-- START Stored records --
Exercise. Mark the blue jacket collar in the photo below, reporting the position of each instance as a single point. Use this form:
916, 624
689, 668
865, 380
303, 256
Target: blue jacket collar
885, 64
-- END Stored records --
Aim ▸ Please format the records above as a Markdown table with two columns, Row and Line, giving one row per line and leaving out blank lines.

Solution below ▸
| Row | Line |
|---|---|
| 1 | Exercise. Mark the blue jacket collar in the photo below, reporting the position of each instance as a single point. Use this form: |
| 2 | 916, 624 |
| 3 | 689, 668 |
| 4 | 865, 380 |
| 5 | 303, 256 |
| 6 | Target: blue jacket collar |
| 7 | 885, 64 |